=== SELECTED PASSAGE ===

One of the problems you'll face when creating an infinite procedurally generated world is that your procedural algorithm is not completely context-free: For example, some block might need to know about neighboring blocks.

To use graphics processing as an example, you might have an initial noise function which is completely context-free, but very often an interesting procedural generation algorithm will also involve a blur filter, or something else where the local result depends on the neighboring data. But since you only have a part of the world loaded/generated at a time, what do you do at the boundaries of the loaded area? The neighboring pixels or data isn't available there since it isn't loaded/generated yet. The layer-based approach I describe in this post and video is a way to address this issue.

I hinted at this layer-based approach in the overview post Technologies in my Procedural Game The Cluster. I have also written a post Rolling Grids for Infinite Worlds with the source code for the RollingGrid class I use for achieving practically infinite grids; only bounded by the Int32 min and max values.

=== MATERIAL SHOWN ===

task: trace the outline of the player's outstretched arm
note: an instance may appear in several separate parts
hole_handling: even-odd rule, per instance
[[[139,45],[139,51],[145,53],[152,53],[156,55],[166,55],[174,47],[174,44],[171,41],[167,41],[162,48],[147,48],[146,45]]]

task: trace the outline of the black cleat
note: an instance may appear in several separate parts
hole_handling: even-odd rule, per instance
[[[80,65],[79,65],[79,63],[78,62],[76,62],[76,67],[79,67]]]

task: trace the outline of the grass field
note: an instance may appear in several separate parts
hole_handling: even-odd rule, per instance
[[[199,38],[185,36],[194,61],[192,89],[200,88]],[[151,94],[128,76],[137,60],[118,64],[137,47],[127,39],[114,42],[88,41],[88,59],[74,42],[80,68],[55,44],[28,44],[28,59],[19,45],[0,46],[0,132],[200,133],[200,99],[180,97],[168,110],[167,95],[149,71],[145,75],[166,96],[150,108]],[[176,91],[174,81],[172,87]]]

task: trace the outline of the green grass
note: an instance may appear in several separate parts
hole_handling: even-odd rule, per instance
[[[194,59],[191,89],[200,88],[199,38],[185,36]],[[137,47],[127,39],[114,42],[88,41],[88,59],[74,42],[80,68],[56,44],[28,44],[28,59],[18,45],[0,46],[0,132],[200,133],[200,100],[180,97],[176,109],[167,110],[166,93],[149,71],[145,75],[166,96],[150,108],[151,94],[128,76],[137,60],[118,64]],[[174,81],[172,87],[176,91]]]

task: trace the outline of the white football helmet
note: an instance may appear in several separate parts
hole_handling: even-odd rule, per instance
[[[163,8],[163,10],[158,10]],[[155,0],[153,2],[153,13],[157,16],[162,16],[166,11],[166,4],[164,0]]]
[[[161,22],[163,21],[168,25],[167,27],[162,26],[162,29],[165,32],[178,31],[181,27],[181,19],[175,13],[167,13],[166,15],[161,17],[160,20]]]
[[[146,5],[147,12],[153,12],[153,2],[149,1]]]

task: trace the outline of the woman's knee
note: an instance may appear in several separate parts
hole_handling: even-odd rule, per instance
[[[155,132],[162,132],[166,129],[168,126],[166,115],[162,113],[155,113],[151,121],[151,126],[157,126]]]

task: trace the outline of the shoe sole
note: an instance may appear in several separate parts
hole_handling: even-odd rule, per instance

===

DIRECTIONS:
[1] Answer these questions using the passage on infinite procedurally generated worlds.
(a) Which filter does the passage give as an example of a step where the local result depends on neighboring data?
(b) Which class's source code does the Rolling Grids for Infinite Worlds post include?
(c) What limits the size of the practically infinite grids?
[2] According to the passage on infinite procedurally generated worlds, why do the boundaries of the loaded area cause trouble for an algorithm such as a blur filter? Answer in one to three sentences.
[3] Continue the passage on infinite procedurally generated worlds from the point where it stops.

ANSWERS TO THE TASKS:
[1]
(a) A blur filter.
(b) The RollingGrid class.
(c) The Int32 min and max values.

[2] Only part of the world is loaded or generated at a time. At the boundaries, the neighboring pixels or data that such an algorithm depends on are not available yet because they have not been loaded or generated.

[3]
I use two different layer-based approaches in The Cluster: Encapsulated layers and internal layers.

Encapsulated layers are the most flexible and what I've been using the most. Encapsulated layers can depend on other encapsulated layers, but don't know about their implementation details, and different encapsulated layers can use completely different sizes for the chunks that are loaded. I might go more in details with this some other time.

Recently I implemented the simpler internal layers. Internal layers are tightly coupled. They share the same grid, but chunks in the grid can be loaded up to different layer levels. I explain this in more detail in this video below.


That's it for now. You can read all the posts about The Cluster here.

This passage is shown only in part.